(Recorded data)
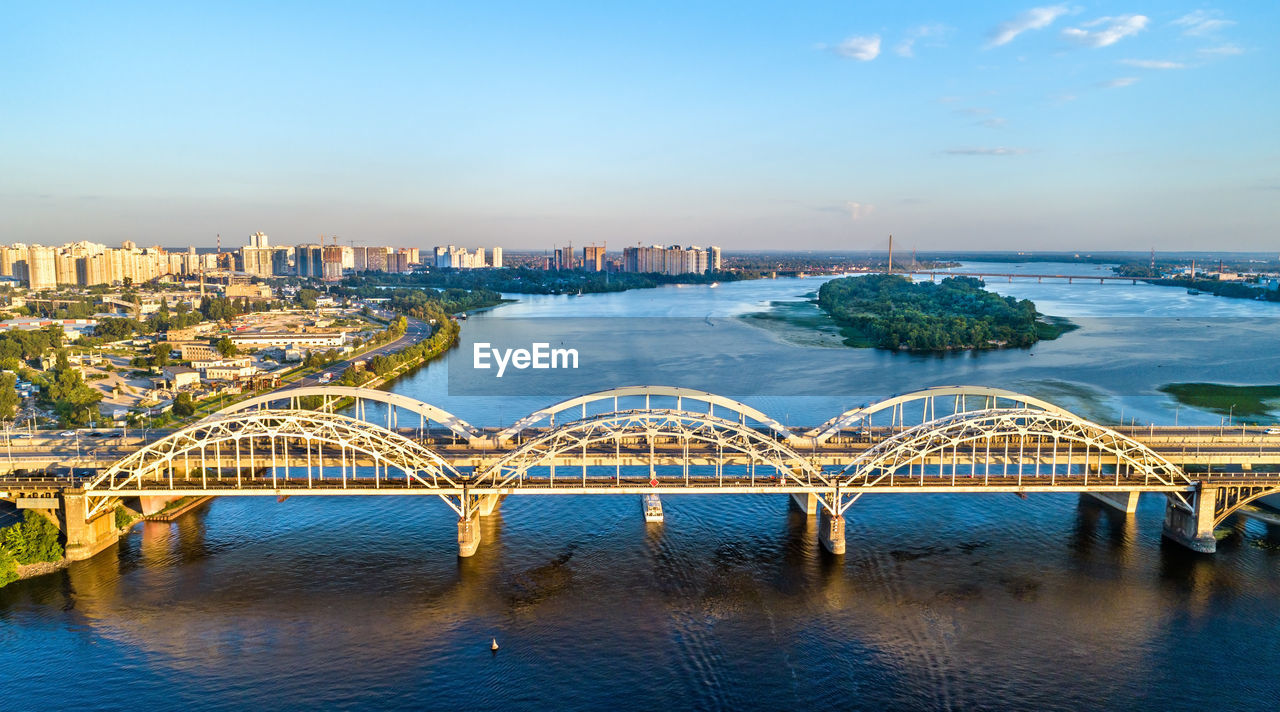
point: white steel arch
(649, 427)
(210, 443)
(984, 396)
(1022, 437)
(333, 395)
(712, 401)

---

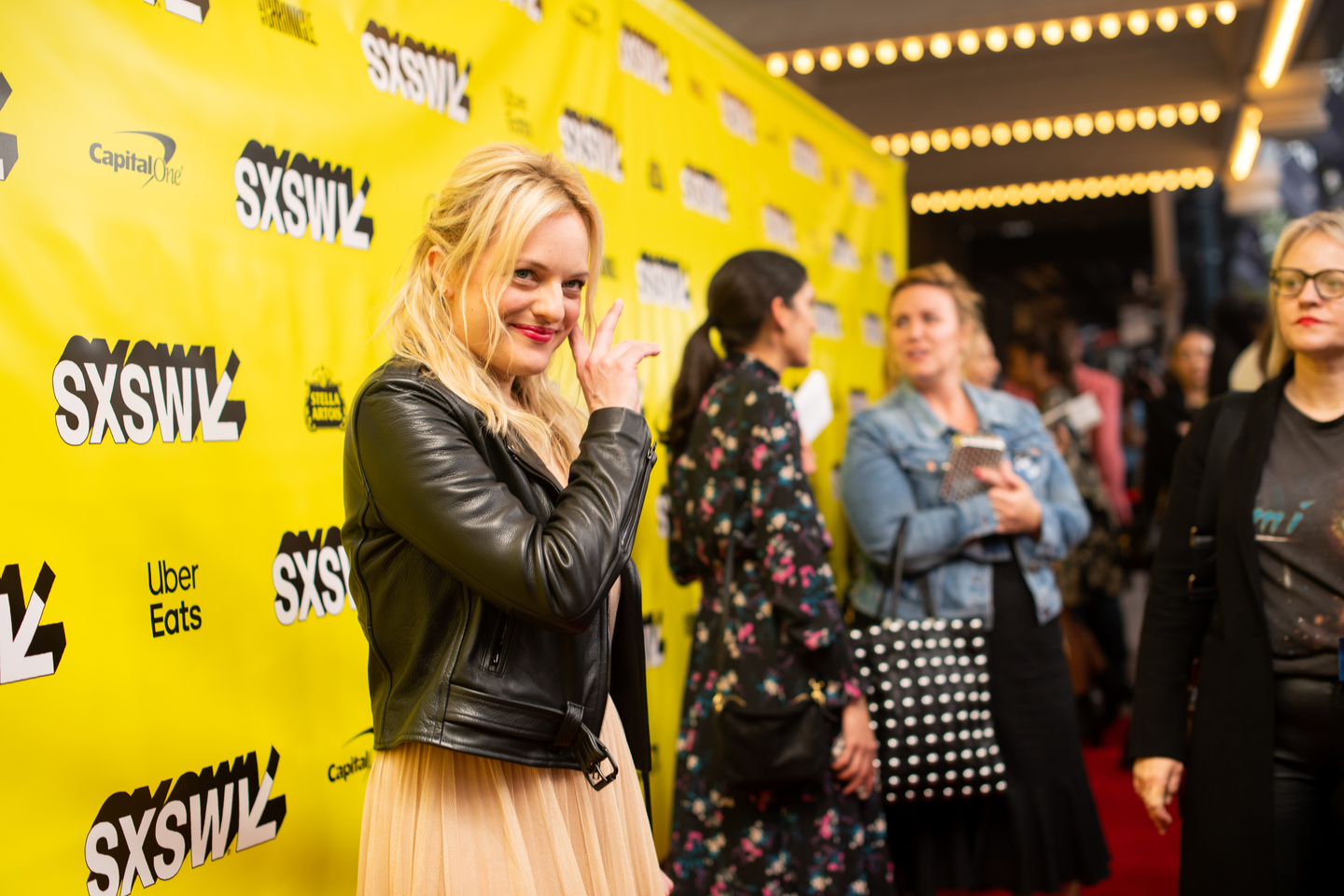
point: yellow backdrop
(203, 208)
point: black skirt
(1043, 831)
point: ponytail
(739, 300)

> _WORK INSTRUCTIONS_
Gather every line of the items that contains the word "point", treating uppercase and lowercase as different.

> _EXERCISE ANSWER_
point: white steel arch
point: yellow backdrop
point: black skirt
point: ponytail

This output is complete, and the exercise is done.